- [EXERCISE TASK] Copy the passage from the article about veteran ad men, from "Veteran Mad Men" up to and including "to their elders?".

- [SELECTED PASSAGE]
Veteran Mad Men Reunite to Sell the Senior Set

We don’t care about the old folks, but these former Doyle Dane Bernbach whiz kids do. Will a youth-obsessed industry listen to their elders?

Picture Don Draper a few years down the road, gripping an AARP card instead of a tumbler of Canadian Club, and you’ve got Don Blauweiss.

On a recent Friday morning, the 78-year-old Mr. Blauweiss was in a green Jeep stick-shift waiting for The Observer at the Metro-North station in Bronxville. He was sporting a black leather jacket, black turtleneck and a full head of curly white hair. “My red BMW is in the shop,” the self-described New Yorkquino apologized in a laidback Queens cadence.

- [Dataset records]
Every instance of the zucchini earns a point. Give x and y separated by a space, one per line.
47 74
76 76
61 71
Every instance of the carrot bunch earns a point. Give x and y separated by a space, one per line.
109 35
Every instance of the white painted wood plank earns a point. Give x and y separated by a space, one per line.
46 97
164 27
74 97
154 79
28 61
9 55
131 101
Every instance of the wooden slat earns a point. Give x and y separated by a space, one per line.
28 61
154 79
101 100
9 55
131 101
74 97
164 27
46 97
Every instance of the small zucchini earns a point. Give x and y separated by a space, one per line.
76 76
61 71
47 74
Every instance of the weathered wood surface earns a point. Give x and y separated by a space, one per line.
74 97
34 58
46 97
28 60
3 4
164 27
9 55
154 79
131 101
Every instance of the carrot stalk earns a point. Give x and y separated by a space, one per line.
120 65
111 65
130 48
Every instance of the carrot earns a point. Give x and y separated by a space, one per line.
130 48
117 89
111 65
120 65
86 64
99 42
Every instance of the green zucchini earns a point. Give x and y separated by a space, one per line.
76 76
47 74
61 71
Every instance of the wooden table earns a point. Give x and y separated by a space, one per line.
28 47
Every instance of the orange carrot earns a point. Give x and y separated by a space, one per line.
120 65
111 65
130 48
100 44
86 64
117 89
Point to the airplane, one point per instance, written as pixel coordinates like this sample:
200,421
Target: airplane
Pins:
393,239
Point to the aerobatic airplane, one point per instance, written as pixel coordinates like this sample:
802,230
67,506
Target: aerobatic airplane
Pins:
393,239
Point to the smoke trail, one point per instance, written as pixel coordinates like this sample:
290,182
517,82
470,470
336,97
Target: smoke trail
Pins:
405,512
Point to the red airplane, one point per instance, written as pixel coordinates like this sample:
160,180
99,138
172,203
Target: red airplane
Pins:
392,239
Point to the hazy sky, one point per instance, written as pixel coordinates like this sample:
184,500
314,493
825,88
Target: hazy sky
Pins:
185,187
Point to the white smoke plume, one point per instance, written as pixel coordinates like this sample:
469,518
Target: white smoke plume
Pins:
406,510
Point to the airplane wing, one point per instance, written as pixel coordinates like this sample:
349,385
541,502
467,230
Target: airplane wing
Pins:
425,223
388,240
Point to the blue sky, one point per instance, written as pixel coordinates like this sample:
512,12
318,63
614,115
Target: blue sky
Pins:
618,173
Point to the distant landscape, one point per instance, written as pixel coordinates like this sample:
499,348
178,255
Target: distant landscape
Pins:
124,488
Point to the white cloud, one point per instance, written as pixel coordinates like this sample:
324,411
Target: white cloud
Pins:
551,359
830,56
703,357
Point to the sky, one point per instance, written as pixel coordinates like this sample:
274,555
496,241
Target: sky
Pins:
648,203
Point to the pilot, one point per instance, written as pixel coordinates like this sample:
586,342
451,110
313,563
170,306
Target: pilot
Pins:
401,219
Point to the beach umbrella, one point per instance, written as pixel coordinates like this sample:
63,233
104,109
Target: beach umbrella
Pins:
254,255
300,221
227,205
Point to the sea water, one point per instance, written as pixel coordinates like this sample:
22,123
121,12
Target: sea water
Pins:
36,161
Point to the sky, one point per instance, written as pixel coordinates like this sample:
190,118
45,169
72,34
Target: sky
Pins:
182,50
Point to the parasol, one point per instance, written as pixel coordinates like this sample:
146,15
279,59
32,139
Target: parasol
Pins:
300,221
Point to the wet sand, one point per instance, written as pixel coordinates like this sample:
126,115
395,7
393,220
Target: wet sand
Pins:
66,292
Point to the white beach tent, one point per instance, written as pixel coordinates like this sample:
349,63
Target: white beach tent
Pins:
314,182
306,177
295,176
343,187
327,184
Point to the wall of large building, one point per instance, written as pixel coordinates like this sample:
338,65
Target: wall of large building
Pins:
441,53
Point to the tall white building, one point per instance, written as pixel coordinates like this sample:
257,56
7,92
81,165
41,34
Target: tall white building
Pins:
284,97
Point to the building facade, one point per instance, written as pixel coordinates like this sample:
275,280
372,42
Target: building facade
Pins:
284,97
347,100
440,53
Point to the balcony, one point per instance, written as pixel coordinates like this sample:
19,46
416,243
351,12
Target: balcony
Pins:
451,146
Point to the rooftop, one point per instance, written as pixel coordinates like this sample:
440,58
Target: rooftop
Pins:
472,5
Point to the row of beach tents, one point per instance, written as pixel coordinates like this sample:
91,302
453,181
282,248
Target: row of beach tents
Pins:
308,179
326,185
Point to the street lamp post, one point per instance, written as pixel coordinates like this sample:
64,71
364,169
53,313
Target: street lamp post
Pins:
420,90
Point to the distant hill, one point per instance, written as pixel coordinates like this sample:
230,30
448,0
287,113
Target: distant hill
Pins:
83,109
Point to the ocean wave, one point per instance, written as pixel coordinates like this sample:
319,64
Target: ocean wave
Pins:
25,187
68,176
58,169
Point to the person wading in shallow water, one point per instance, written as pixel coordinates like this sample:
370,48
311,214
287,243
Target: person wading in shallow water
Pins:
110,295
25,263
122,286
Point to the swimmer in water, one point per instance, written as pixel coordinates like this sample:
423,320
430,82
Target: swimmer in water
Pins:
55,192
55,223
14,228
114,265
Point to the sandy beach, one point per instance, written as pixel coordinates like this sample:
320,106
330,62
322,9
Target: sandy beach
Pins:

- [TASK ANSWER]
Veteran Mad Men Reunite to Sell the Senior Set

We don’t care about the old folks, but these former Doyle Dane Bernbach whiz kids do. Will a youth-obsessed industry listen to their elders?